-- Start --
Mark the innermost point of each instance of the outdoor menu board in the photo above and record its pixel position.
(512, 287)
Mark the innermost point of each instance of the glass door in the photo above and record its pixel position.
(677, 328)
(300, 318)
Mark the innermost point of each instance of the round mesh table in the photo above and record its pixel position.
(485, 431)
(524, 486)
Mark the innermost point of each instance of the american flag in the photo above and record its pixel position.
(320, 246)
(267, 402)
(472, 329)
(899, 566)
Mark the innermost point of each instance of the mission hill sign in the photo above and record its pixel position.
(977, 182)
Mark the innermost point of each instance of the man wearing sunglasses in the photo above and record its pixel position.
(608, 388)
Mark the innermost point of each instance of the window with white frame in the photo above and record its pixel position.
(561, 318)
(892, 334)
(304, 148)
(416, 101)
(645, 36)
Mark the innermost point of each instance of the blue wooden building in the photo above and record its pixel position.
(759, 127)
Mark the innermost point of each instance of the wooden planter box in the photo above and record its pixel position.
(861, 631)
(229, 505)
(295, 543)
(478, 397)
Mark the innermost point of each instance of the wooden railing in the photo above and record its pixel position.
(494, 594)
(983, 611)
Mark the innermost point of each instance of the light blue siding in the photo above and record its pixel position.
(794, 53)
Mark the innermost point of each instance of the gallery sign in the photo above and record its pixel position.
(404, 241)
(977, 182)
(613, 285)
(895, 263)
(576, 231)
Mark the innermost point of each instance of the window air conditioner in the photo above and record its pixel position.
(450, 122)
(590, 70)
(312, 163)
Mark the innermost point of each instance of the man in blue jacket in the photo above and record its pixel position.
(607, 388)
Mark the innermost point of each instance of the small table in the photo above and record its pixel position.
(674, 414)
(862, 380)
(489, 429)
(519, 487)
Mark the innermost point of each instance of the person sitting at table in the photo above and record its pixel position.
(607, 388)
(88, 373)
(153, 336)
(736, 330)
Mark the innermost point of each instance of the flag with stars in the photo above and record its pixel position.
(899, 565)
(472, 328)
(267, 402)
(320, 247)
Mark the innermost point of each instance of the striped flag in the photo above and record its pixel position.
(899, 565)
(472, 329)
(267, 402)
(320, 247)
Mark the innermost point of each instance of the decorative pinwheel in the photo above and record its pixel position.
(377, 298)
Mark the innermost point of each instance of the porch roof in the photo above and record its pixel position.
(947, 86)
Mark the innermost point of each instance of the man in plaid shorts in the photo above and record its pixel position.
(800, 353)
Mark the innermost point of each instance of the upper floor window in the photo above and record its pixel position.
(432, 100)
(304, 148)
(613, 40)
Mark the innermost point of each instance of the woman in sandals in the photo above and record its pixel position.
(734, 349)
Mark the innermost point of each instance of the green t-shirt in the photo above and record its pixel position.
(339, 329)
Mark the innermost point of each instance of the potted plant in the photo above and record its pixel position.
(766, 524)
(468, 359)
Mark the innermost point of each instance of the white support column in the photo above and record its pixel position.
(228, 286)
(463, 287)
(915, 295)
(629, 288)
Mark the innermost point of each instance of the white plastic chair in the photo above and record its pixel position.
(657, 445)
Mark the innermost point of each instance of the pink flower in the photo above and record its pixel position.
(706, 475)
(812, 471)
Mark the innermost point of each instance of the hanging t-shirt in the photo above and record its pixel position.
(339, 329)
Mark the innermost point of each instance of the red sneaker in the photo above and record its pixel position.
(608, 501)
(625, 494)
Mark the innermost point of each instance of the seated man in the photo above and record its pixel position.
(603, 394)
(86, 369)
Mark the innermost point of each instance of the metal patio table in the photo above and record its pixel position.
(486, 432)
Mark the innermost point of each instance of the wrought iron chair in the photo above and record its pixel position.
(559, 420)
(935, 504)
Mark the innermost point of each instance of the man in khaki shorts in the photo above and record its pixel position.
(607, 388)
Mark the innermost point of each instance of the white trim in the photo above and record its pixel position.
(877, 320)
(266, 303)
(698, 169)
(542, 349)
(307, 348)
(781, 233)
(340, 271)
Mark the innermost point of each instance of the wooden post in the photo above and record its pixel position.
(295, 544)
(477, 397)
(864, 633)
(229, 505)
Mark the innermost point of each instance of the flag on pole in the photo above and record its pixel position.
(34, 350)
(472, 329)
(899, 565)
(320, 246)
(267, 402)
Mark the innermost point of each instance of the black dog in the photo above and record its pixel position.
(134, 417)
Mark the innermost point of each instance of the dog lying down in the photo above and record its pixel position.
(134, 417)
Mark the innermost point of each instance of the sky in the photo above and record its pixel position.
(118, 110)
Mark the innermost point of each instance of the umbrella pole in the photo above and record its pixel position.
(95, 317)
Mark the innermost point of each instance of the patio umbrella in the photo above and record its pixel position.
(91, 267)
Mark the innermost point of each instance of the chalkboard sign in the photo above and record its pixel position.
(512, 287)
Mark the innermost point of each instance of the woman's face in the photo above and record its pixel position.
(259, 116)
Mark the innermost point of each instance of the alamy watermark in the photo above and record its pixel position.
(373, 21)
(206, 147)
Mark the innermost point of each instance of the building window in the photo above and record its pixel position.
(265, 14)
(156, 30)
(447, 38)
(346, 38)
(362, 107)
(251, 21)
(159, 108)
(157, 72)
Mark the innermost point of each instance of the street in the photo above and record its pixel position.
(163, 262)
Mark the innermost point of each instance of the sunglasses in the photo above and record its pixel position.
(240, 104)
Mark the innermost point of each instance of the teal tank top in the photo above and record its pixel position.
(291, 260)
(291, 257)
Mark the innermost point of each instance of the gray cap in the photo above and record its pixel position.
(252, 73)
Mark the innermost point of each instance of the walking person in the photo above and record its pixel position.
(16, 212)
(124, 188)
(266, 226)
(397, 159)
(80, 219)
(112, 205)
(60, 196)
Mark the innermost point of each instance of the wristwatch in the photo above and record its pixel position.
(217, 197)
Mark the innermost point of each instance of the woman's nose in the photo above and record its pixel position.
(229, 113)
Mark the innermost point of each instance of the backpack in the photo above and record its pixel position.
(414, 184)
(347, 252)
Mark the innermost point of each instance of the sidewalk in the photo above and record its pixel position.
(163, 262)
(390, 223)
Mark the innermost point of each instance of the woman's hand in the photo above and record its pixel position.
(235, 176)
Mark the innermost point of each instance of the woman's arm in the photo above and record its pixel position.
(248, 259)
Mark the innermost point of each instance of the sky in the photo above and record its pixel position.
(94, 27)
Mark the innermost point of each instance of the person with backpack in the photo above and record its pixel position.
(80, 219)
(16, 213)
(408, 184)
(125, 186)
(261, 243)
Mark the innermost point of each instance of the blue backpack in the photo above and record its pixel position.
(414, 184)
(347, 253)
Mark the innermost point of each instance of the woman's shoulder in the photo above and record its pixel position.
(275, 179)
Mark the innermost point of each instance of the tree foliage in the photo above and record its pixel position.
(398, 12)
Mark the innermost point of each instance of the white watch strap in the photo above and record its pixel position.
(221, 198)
-- End --
EXERCISE DESCRIPTION: Rewrite the material from the line containing "Mark the innermost point of each instance of the white watch" through the end, including both ends and the request line. Multiply each coordinate in the answers by 0.6, rounding to whole numbers with halves rounded up.

TASK OUTPUT:
Mark the innermost point of each instance of the white watch strap in the photo above and record its pixel position.
(133, 119)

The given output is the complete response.